Extracted information
::::
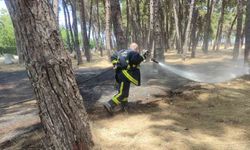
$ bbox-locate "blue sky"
[0,0,66,26]
[0,0,7,9]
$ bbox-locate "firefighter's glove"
[142,49,150,60]
[113,64,117,70]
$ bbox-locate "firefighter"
[104,43,150,114]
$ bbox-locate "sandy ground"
[0,53,250,150]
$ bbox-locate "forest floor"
[0,52,250,150]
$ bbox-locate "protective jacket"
[111,49,144,86]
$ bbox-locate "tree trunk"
[52,0,59,25]
[80,0,91,62]
[172,0,182,53]
[62,0,73,53]
[96,0,103,57]
[191,7,199,58]
[225,15,238,49]
[88,0,93,39]
[244,0,250,63]
[233,0,243,59]
[105,0,111,56]
[5,0,93,150]
[72,0,83,65]
[110,0,127,49]
[153,0,165,62]
[182,0,195,60]
[65,0,75,53]
[147,0,154,52]
[213,0,227,51]
[202,0,215,54]
[126,0,130,45]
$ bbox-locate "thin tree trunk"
[72,0,83,65]
[110,0,127,49]
[65,0,75,52]
[80,0,91,62]
[62,0,73,52]
[225,15,238,49]
[191,7,199,58]
[244,0,250,63]
[153,0,165,62]
[213,0,227,51]
[52,0,59,25]
[147,0,154,56]
[203,0,215,54]
[182,0,195,60]
[96,0,103,57]
[126,0,130,45]
[105,0,111,56]
[172,0,182,53]
[233,0,243,59]
[88,0,93,39]
[5,0,93,150]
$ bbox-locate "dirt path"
[0,56,250,150]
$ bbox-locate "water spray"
[151,58,159,64]
[148,58,248,83]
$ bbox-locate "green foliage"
[0,9,16,52]
[60,27,67,46]
[0,47,17,55]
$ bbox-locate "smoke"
[159,61,249,83]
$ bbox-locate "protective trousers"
[112,81,130,105]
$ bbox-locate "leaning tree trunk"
[65,0,75,52]
[105,0,111,56]
[11,14,24,64]
[225,15,238,49]
[110,0,127,49]
[153,0,165,62]
[5,0,93,150]
[80,0,91,62]
[213,0,227,51]
[172,0,182,53]
[244,0,250,65]
[62,0,73,53]
[96,0,103,57]
[203,0,215,53]
[52,0,59,25]
[182,0,195,60]
[72,0,83,65]
[191,7,199,58]
[233,0,243,59]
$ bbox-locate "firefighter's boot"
[121,100,129,113]
[103,100,115,115]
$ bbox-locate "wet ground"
[0,52,250,150]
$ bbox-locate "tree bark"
[153,0,165,62]
[5,0,93,150]
[202,0,215,54]
[52,0,59,25]
[244,0,250,65]
[191,7,199,58]
[182,0,195,60]
[96,0,103,57]
[172,0,182,53]
[62,0,73,53]
[213,0,227,51]
[80,0,91,62]
[65,0,75,53]
[105,0,111,56]
[233,0,243,59]
[225,15,238,49]
[88,0,93,39]
[72,0,83,65]
[110,0,127,49]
::::
Task brief
Rewrite every line of the material above, changing "firefighter" to "rescue worker" wherever it occurs and keeping everything else unchanged. Omit the pictures from your answer.

Output below
$ bbox-locate "blue sky"
[0,0,66,26]
[0,0,7,9]
$ bbox-locate "rescue worker's glove"
[142,49,150,60]
[113,64,117,70]
$ bbox-locate "rescue worker"
[104,43,150,114]
$ bbox-locate "sandy ground"
[0,53,250,150]
$ bbox-locate "forest floor"
[0,52,250,150]
$ bbox-locate "protective jacket"
[111,49,144,86]
$ bbox-locate "tree trunk"
[52,0,59,25]
[80,0,91,62]
[172,0,182,53]
[62,0,73,53]
[96,0,103,57]
[191,7,199,58]
[225,15,238,49]
[88,0,93,39]
[244,0,250,63]
[233,0,243,59]
[105,0,111,56]
[5,0,93,150]
[72,0,83,65]
[110,0,127,49]
[153,0,165,62]
[182,0,195,60]
[65,0,75,53]
[147,0,154,52]
[213,0,227,51]
[202,0,215,54]
[126,0,130,45]
$ bbox-locate "thin tree trunk"
[72,0,83,65]
[110,0,127,49]
[65,0,75,52]
[80,0,91,62]
[62,0,73,52]
[225,15,238,49]
[191,7,199,58]
[244,0,250,63]
[153,0,165,62]
[213,0,227,51]
[52,0,59,25]
[147,0,154,56]
[203,0,215,54]
[182,0,195,60]
[96,0,103,57]
[126,0,130,45]
[105,0,111,56]
[172,0,182,53]
[233,0,243,59]
[88,0,93,39]
[5,0,93,150]
$ bbox-locate "dirt path"
[0,56,250,150]
$ bbox-locate "water spray"
[151,58,159,64]
[148,58,248,83]
$ bbox-locate "green foliage"
[0,9,16,52]
[60,27,67,46]
[0,47,17,55]
$ bbox-locate "smoke"
[159,61,249,83]
$ bbox-locate "protective trousers"
[112,81,130,105]
$ bbox-locate "leaning tree trunk"
[65,0,75,52]
[105,0,111,56]
[11,14,24,64]
[225,15,238,49]
[110,0,127,49]
[153,0,165,62]
[5,0,93,150]
[80,0,91,62]
[213,0,227,51]
[172,0,182,53]
[244,0,250,65]
[62,0,73,53]
[96,0,103,57]
[203,0,215,53]
[52,0,59,25]
[182,0,195,60]
[72,0,83,65]
[191,7,199,58]
[233,0,243,59]
$ bbox-locate "rescue worker's boot"
[121,100,129,113]
[103,100,115,115]
$ bbox-locate "wet ground"
[0,52,250,150]
$ bbox-locate "tree bark"
[153,0,165,62]
[5,0,93,150]
[202,0,215,54]
[52,0,59,25]
[244,0,250,65]
[191,7,199,58]
[182,0,195,60]
[96,0,103,57]
[172,0,182,53]
[62,0,73,53]
[213,0,227,51]
[80,0,91,62]
[65,0,75,53]
[105,0,111,56]
[233,0,243,59]
[225,15,238,49]
[88,0,93,39]
[72,0,83,65]
[110,0,127,49]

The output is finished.